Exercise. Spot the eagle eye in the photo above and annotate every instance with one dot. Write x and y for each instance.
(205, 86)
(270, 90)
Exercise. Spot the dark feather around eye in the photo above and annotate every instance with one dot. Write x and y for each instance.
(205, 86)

### ABOUT THIS EXERCISE
Repeat back the material above verbatim, including every line.

### TASK SOLUTION
Exercise. Spot the eagle eye in the photo above and annotate every instance with one dot. Write x and y for each instance.
(205, 86)
(270, 90)
Exercise. Spot the dark feather around eye in the photo above and annotate every instance with one dot. Write x and y for each instance.
(205, 86)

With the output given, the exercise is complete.